# BRIEF 1
Using the parenting post about a 15-month sibling gap, answer the following:
(a) What is the age gap between DS and DD?
(b) What do both children now do at the same time each day?
(c) What does DS hate DD doing?
# BRIEF 2
Resume the parenting post about a 15-month sibling gap, starting right after its final sentence.

# PROVIDED TEXT
· · · ·

Oh bless you, it is SO hard early on and it's really early days- don't write yourself off just yet!
I have a 15 month age gap between my DS and DD. DS is now 2.1 and DD 10 months. Those first couple of months were really tricky and it was tough finding my feet looking after 2 tiny ones during the day, but we survived by sticking to DS routine (and incorporating DD into it as much as possible, now they both have a post-lunch sleep at the same time), making myself get out and about as much as possible with them, even just for a walk or to playgroups, and reading/TV/ANYTHING to keep DS occupied whilst I dealt with DD. I remember bawling my eyes out the in run up to DP going back to work after paternity leave, and thinking "how am I going to cope?"- I really did feel sick. Looking back now a lot of this was baby blues and hormones. We survived, and (eventually!) thrived after being thrown in the deep end.
I was also worried about my relationship with DS when DD came along, but my experience was that my bond with DD has actually taken longer to build as I always wanted DS to still be my 'baby', so felt so guilty about him possibly feeling displaced, so I think I lavished more attention on him rather than DD. Now I love DD just as much as DS, but it has taken a little longer to get there. Thinking about it, DS was too little to be jealous and really couldn't have given a crap about DD arriving, as long as he got fed/cuddled/played with- it was me who was fretting too much!
Your DD sounds like she's being a normal toddler. DS would ask for anything fun over and over again, it's normal. There is light at the end of the tunnel- DS and DD get on great, and now DD is older, they keep each other occupied. DD adores DS and follows him everywhere, DS adores DD and tries to play with her (although hates it when she tries to nick his toys!). How I felt when DD was first born feels a world away, and hopefully it will for you too.

· · · ·

# Dataset rows on where objects appear
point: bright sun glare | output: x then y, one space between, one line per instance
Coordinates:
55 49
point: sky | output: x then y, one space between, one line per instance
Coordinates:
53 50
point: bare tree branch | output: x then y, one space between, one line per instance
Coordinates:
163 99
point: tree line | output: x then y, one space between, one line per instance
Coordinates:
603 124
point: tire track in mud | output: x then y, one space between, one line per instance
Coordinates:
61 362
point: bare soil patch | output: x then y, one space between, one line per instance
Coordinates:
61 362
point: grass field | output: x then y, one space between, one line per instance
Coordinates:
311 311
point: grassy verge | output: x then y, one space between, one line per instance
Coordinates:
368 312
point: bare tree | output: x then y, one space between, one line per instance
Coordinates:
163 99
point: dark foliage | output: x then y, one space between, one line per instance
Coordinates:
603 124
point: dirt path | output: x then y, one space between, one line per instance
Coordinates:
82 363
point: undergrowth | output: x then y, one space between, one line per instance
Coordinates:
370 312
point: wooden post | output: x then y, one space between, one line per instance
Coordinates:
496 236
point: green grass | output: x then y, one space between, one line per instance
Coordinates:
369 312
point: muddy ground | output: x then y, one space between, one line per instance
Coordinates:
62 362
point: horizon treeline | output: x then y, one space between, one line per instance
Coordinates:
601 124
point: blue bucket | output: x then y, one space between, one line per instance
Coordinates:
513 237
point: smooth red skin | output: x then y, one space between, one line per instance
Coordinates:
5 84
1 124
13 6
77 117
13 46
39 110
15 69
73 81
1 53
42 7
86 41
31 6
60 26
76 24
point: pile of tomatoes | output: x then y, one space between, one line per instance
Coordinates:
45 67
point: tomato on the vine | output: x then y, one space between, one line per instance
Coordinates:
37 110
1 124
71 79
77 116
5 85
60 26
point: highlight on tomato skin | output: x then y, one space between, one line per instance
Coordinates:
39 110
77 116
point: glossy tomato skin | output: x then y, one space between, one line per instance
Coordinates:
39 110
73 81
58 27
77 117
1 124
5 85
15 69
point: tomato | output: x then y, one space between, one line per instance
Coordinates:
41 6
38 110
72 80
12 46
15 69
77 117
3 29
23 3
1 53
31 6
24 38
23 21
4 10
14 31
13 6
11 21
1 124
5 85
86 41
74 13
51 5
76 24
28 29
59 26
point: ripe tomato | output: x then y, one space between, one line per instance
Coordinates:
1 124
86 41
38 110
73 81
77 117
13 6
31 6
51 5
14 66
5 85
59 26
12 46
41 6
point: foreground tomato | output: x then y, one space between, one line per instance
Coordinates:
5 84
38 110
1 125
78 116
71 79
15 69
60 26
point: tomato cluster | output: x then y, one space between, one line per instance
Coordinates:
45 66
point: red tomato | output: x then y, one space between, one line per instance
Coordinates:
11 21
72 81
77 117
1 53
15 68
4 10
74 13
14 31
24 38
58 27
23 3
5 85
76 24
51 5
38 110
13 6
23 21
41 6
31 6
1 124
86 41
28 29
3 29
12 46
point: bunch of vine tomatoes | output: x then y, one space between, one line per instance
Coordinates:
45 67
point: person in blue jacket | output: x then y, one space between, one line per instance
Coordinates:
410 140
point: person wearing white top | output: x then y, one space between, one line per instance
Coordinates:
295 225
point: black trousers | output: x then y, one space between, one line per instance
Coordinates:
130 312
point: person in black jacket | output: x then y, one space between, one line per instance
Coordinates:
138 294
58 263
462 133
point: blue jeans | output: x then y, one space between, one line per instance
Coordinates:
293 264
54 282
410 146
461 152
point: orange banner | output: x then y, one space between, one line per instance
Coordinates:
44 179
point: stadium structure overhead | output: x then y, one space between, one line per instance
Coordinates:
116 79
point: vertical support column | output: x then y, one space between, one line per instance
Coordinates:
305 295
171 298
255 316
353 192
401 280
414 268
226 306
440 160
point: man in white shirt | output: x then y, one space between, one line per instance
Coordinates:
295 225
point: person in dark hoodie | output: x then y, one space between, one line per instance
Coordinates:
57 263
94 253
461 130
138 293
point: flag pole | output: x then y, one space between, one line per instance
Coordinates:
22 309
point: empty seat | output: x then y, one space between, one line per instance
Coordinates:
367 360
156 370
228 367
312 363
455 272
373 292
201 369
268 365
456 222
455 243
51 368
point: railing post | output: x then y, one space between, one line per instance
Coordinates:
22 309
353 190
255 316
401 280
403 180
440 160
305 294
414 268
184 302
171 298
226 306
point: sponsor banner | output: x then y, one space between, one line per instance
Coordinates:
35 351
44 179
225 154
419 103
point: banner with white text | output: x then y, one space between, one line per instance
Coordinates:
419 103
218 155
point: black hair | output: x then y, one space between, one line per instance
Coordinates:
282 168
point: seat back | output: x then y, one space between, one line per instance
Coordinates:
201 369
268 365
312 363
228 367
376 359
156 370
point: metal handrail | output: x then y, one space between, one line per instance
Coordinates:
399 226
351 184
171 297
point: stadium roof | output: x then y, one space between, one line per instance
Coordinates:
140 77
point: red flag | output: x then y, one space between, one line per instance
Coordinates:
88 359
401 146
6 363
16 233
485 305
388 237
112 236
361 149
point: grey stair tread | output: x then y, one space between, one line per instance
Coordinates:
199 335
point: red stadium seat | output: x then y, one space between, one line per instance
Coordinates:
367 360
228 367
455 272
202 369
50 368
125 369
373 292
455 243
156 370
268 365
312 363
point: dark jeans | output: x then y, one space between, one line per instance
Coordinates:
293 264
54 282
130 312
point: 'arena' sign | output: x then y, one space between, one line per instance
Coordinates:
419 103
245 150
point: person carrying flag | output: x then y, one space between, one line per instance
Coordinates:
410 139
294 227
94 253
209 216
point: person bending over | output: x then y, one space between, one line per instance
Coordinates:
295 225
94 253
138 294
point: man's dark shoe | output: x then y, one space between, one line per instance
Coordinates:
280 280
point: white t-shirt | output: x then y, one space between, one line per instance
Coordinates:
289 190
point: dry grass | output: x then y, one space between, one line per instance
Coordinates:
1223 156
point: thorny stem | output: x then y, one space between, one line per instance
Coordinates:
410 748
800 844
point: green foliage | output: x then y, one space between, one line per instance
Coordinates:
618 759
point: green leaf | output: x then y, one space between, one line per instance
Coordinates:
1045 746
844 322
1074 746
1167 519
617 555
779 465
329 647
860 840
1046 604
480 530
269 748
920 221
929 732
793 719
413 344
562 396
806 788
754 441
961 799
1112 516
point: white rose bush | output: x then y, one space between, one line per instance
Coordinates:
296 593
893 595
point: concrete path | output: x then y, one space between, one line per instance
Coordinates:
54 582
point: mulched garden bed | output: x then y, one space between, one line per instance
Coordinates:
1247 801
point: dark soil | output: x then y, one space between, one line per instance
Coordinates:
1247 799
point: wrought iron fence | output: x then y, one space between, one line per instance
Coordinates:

· · · ·

# OUTPUT 1
(a) 15 months
(b) They both have a post-lunch sleep.
(c) Trying to nick his toys

# OUTPUT 2
I think it's great that you're going to the docs now if you're worried. I didn't have PND with DS, but after having DD I think I had mild PND up until Nov last year, and wish I'd sort help earlier, as I spent quite a lot of time stressed over minor things and in tears on the phone to DP whilst he was at work, and i'm sure this could've been sorted sooner, as the kids were really not that hard work once DD reached 3-4 months.
Oh and re feeding: It's bloody hard work breastfeeding when you have a toddler too. Obviously do what's right for you and definitely carry on if that side of things if it's working, but if it's not, and your struggling to entertain DD1, and it's making you more stressed and everyone upset, then seriously consider switching to FF. I might get flamed for advising this, but (again, my experience) when I switched to FF with DD I found it so much easier, as I wasn't trying to juggle baby on boob with nipple shields/demanding toddler, and DP could help me more.
Good luck- you WILL get there!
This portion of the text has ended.